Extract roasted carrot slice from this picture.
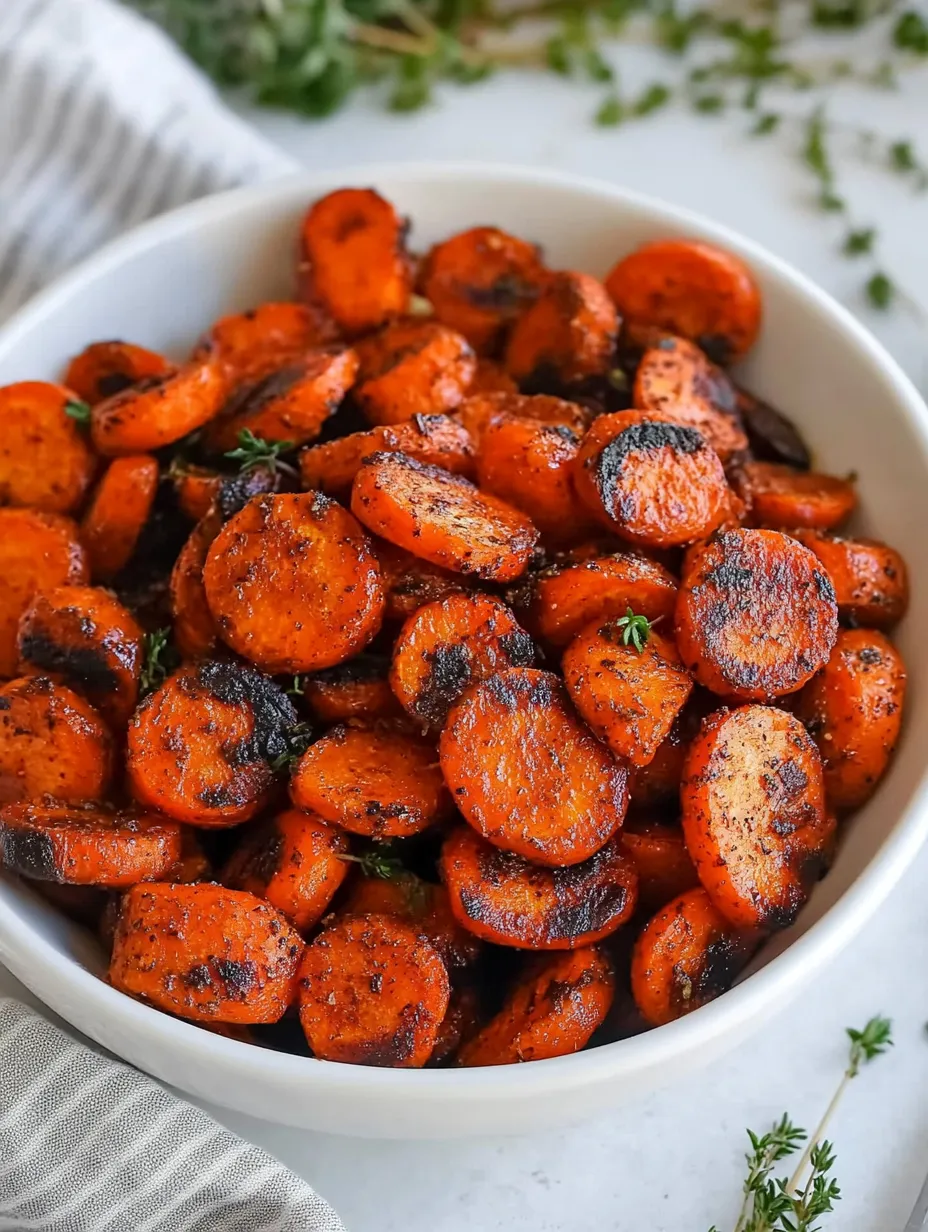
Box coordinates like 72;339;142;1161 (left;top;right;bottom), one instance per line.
203;492;392;673
299;915;451;1069
440;825;638;950
17;586;142;729
126;660;296;827
574;410;728;548
440;668;629;865
354;320;477;424
606;239;760;363
80;453;158;580
631;887;758;1026
733;462;857;531
680;706;834;928
290;724;450;838
633;338;748;462
0;804;181;890
505;272;619;386
419;227;550;355
203;347;357;453
529;549;677;646
796;628;906;811
457;946;615;1067
677;530;838;701
299;188;412;334
219;808;349;933
389;593;535;727
792;530;908;628
299;415;474;495
0;676;113;803
110;882;303;1023
0;381;96;514
351;453;539;582
563;616;693;766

━━━━━━━━━━━━━━━━━━━━

DIRECTIONS FOR THIS TASK
Please write out all the records again, keeping their wording, and shift every box coordinate up by 39. Leave the pictures out.

SOLUTION
Extract roasted carrot slice from this picture.
Box coordinates like 72;339;142;1161 (left;top;right;bottom), one instance per line.
242;531;431;712
338;954;490;1108
479;864;677;989
56;625;181;768
165;699;335;866
613;449;767;587
479;707;668;904
393;359;516;463
645;278;799;402
119;492;197;619
670;926;797;1065
772;501;896;570
719;745;873;967
329;763;489;877
672;377;787;501
39;843;220;929
544;311;658;425
458;266;589;394
242;386;396;492
568;588;716;685
835;667;945;850
496;985;654;1106
716;569;877;740
338;227;451;373
258;847;388;972
428;632;574;766
831;569;947;667
338;454;513;534
39;715;152;842
149;921;342;1062
39;420;135;553
390;492;578;621
602;655;732;805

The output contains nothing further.